What to do:
• a. In the article about the Dallas Mavericks' home losses, what was the final score of the game against the Utah Jazz?
• b. From the article about the Dallas Mavericks' home losses, return everything from "Another home loss." down to "all too predictable.", copied word for word.

Another home loss. They’ve become commonplace for the Dallas Mavericks this season as the confines of the American Airlines Center have betrayed the team. At 14-14 at home, the Mavericks have struggled to find anything resembling consistency. Monday night was yet another display of the team sputtering in front of its home crowd.
With the Utah Jazz in town on the second night of a back-to-back, the scheduling gods seemingly did the Mavericks a favor. The Jazz gutted out a last second win down I-45 against the Houston Rockets the night before. That should have given Dallas an edge. Unfortunately, the outcome was all too predictable.
Utah essentially blitzed Dallas in the first half. By the time the dust settled, the Jazz led by 21 points, 71-50, at halftime. Nothing the Mavericks did—and frankly, it didn’t look like they were trying—could slow down the Jazz, who shot 61 percent.
“It was a very, very poor performance in the first half. The defense was terrible,” head coach Rick Carlisle said. “The second half, obviously, was much better, but the biggest symptom of our problems at home is our starts to games. And tonight, we just didn’t—we didn’t get there. So we’re going to have to do a lot better.”
The Mavericks did pick it up in the third quarter. They even winnowed their deficit down to within five points several times in the second half. It didn’t matter. The outcome was virtually never in doubt after the first half. Utah won, 123-119, compounding Dallas’ very ream home struggles.
At this point, the dichotomy of this team at home and away is baffling—and somewhat comical. They’re 18-8 away from the AAC, one of the road records in the league. They get up for those games, playing some of their best best basketball. The duds they keep dropping at home are unacceptable and the players readily admit that.
“That’s embarrassing. We all know that,” Tim Hardaway Jr. said. “Everybody got to get their mind and body right to come out here and compete for 48 [minutes]. We’re not doing that at home, but when we’re on the road, we get the job done the majority of the time. We got to give the fans something to cheer about, give our home crowd something to cheer about.”
The loudest the crowd at the AAC gets as it watches yet another clunker is when it chants, “Refs, you suck!” Luckily for the Mavericks, fans in Dallas haven’t yet turned on the team like fans in Philadelphia are prone to do. That may change after a few more lackadaisical performances.
Still though, Carlisle and the players continue to sound like a broken record when they answer questions about the team’s poor play at home. They repeat the same, tired responses. If they know what they need to be done, it never materializes on the court. It’s as though their content giving lip service to their problems rather than actually addressing them.
“We’ve just got to pick it up at home. That’s the bottom line,” Carlisle said. “At this point, analyzing why something is or isn’t may be a small part of the solution, but the bottom line is that we got to do better. We got to do better to start games and then throughout.”
With 13 regular season home games remaining, the Mavericks are running out of time to do better. That’s all the more worrisome when you look toward the future. The team is almost surely a lock to make the playoffs at this point, but don’t expect much from them once they’re there. Dallas’ postseason run will be short lived if it cannot find a way to win on its home floor.

Supplied records:
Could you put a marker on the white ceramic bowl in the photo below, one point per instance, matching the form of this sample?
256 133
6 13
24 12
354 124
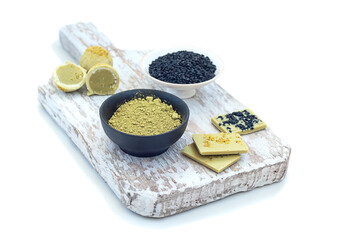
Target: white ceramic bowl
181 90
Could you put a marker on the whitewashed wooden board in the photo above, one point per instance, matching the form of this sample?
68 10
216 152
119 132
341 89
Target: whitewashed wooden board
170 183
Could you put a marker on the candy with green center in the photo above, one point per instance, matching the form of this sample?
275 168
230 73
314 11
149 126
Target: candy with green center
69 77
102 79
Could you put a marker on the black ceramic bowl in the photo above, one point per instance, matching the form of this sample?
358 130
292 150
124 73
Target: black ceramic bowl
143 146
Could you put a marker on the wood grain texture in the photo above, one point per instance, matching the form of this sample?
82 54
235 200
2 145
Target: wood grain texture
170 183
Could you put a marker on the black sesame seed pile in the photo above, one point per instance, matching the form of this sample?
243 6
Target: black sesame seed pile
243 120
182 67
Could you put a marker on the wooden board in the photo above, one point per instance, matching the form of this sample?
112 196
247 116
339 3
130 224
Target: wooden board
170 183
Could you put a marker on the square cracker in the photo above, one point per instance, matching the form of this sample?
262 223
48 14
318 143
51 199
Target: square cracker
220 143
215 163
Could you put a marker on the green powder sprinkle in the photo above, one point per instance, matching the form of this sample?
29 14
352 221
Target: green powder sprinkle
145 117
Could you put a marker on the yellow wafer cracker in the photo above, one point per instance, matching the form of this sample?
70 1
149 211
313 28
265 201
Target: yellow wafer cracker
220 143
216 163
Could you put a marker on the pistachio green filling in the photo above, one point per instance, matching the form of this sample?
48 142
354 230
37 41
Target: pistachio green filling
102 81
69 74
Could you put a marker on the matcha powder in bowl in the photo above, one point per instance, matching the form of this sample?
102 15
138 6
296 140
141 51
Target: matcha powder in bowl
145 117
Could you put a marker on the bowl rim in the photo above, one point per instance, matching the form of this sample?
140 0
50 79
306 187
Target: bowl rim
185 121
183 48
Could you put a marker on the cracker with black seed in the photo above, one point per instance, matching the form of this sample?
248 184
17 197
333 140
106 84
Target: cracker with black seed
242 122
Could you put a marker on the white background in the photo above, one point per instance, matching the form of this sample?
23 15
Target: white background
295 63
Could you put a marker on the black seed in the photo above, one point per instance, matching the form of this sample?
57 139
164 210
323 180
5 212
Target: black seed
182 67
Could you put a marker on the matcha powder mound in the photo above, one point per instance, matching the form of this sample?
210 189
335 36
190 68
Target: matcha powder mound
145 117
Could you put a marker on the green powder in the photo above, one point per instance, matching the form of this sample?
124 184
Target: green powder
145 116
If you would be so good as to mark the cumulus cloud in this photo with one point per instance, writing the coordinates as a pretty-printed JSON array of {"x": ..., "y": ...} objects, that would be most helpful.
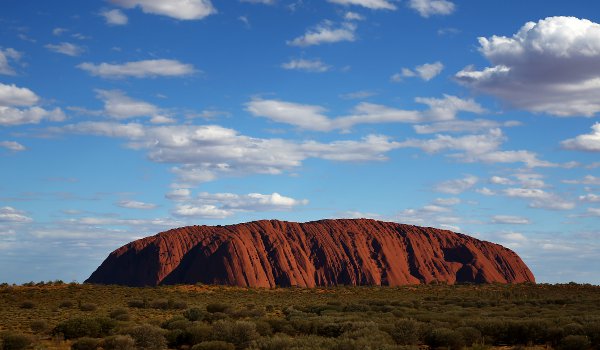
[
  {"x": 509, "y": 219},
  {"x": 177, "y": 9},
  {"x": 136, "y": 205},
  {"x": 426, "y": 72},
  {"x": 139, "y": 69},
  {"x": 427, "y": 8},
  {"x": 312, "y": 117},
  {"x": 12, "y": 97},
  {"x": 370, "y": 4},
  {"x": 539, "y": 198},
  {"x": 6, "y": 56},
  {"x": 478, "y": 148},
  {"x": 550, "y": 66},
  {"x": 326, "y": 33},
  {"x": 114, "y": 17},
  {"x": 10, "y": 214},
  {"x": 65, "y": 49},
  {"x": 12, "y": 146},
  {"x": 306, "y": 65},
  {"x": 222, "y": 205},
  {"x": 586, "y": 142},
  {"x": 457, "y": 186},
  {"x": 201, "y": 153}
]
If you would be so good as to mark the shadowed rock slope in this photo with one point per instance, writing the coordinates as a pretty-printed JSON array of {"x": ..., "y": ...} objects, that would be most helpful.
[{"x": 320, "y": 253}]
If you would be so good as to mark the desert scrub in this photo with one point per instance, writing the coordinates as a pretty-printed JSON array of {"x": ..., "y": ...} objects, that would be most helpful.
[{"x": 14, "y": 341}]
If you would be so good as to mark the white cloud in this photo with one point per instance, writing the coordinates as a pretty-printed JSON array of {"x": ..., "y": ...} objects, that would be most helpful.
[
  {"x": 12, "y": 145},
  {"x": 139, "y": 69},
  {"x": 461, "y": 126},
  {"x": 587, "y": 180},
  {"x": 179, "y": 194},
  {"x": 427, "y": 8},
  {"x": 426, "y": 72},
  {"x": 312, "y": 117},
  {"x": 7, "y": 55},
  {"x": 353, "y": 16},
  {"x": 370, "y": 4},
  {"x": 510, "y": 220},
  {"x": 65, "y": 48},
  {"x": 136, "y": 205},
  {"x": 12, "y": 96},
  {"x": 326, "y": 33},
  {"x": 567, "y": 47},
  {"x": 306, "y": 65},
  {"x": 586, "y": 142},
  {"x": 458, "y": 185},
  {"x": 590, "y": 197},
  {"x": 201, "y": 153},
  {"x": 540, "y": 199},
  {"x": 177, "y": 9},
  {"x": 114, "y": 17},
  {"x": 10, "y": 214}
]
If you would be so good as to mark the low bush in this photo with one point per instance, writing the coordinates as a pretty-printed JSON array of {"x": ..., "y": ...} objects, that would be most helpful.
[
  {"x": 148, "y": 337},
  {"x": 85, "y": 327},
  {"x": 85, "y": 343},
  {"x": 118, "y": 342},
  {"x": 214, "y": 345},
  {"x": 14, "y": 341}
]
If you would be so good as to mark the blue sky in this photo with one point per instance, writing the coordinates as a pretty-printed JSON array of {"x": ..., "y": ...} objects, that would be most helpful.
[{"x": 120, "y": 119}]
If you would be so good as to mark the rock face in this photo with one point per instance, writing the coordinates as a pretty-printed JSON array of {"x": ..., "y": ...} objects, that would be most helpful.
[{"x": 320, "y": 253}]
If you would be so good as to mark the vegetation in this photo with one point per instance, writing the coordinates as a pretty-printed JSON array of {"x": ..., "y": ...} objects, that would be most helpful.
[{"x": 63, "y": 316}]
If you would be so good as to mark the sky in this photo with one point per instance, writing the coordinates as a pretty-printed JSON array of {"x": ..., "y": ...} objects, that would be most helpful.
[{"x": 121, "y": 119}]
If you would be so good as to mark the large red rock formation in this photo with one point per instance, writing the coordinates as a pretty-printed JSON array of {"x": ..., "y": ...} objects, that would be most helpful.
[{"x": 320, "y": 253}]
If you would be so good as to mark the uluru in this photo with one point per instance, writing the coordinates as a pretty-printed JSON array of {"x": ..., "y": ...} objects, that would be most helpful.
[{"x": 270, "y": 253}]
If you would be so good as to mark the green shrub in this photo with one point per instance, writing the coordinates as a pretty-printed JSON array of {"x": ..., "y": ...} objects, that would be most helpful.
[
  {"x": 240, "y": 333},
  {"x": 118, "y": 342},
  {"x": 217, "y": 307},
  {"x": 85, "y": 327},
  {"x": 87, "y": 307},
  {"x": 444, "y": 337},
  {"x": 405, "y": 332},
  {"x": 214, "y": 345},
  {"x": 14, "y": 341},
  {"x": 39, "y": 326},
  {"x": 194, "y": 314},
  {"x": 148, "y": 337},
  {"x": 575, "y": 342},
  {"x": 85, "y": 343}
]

...

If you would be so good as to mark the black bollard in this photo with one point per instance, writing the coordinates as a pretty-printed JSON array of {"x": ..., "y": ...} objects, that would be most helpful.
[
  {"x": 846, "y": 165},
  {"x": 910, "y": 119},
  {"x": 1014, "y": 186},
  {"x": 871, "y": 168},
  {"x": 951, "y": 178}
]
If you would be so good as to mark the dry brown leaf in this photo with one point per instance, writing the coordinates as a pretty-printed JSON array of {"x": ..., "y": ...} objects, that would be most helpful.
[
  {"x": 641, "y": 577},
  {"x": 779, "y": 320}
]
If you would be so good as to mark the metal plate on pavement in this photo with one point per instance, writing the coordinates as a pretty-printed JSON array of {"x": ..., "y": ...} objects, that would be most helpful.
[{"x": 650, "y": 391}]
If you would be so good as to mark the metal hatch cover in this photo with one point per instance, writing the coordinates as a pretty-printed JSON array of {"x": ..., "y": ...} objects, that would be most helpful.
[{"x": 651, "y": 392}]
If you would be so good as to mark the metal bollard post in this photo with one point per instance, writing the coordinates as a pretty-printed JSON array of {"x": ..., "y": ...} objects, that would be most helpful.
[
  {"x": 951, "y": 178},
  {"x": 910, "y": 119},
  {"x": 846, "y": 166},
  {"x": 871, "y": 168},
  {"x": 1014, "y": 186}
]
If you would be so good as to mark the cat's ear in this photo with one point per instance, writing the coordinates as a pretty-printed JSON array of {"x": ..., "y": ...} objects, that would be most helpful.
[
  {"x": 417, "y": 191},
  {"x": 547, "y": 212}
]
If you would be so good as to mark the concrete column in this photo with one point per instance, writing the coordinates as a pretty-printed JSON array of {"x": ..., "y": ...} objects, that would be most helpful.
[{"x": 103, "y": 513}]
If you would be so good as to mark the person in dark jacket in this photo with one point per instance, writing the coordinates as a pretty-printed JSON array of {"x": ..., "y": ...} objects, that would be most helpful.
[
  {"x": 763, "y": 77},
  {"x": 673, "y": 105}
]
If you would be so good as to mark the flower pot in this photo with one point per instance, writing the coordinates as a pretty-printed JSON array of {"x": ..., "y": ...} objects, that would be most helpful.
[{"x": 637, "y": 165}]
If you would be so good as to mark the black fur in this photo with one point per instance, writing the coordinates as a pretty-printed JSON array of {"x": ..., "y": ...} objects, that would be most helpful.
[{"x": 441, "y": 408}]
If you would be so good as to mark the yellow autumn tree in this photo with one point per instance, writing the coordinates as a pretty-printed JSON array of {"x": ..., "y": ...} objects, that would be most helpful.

Results in order:
• a. Utah won, 123-119.

• b.
Another home loss. They’ve become commonplace for the Dallas Mavericks this season as the confines of the American Airlines Center have betrayed the team. At 14-14 at home, the Mavericks have struggled to find anything resembling consistency. Monday night was yet another display of the team sputtering in front of its home crowd.
With the Utah Jazz in town on the second night of a back-to-back, the scheduling gods seemingly did the Mavericks a favor. The Jazz gutted out a last second win down I-45 against the Houston Rockets the night before. That should have given Dallas an edge. Unfortunately, the outcome was all too predictable.